◆ TEXT BLOCK ◆
▶
Ramon co-founded PCUN in 1985 and has been PCUN President since 1995. He has received numerous recognitions, including the Jeanette Rankin Award for lifetime activism from the Social Justice Fund Northwest in 2008, a Leadership for a Change World award from the Ford Foundation in 2003, and a Charles F. Bannerman Fellowship in 2000. Ramon co-founded CAUSA, Oregon’s immigrants rights coalition, in 1996 and has served as one of it principal leaders. Ramón has served as board president of Farmworker Housing Development Corporation since 1995 and he is a former Board President of the Western States Center. He is board chair of Farmworker Justice, and he serves on the boards of the Center for Social Inclusion, the Northwest Federation of Community Organizations, and the UFW Foundation. Ramón was founding board president of the Coalition for Comprehensive Immigration Reform, at the center of the immigration reform debate. A native of East Los Angeles and became politically active as a teenager following the anti-Vietnam War march there on August 29, 1970. Ramón has lived in the northwest for thirty-five year and he attended St. Martins College, University of Washington, and Colegio Cesar Chavez.
◀
◆ DATA FOR REVIEW ◆
▶
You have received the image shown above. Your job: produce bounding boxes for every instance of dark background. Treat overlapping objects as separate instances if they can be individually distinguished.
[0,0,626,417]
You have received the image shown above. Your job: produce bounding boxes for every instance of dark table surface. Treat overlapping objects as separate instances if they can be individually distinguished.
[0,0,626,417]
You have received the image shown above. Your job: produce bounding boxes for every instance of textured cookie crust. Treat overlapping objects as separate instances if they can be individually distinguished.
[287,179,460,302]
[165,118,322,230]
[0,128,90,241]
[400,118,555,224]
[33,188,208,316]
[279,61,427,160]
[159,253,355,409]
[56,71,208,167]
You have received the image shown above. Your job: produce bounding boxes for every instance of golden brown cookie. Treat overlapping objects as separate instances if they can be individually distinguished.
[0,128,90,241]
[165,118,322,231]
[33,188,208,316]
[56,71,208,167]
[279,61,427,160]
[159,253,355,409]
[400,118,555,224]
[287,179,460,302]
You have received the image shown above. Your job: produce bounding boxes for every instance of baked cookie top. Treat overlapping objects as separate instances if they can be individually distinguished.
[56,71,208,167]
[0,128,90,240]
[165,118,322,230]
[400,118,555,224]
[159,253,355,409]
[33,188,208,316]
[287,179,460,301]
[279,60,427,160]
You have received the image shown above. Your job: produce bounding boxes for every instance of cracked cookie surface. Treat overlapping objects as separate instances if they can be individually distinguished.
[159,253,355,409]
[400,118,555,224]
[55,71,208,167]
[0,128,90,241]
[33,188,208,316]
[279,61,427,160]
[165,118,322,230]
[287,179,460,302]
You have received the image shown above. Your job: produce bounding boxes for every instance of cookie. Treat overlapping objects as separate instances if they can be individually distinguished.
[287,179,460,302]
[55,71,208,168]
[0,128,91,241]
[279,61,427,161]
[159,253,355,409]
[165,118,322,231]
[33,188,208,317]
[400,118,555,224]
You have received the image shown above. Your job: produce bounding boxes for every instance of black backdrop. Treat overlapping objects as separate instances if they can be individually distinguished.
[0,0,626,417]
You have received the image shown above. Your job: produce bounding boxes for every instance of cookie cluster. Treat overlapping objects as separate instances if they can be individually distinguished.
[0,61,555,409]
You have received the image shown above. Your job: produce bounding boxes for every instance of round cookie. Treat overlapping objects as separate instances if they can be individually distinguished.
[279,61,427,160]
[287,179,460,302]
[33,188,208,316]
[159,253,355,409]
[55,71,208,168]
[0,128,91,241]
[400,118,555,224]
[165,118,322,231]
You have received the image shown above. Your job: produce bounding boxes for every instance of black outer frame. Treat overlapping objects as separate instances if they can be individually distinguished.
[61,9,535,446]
◀
◆ WORK REQUEST ◆
In the profile of PCUN's president above, what year did he co-found CAUSA, Oregon's immigrants rights coalition?

◆ RESPONSE TO THIS EXERCISE ◆
1996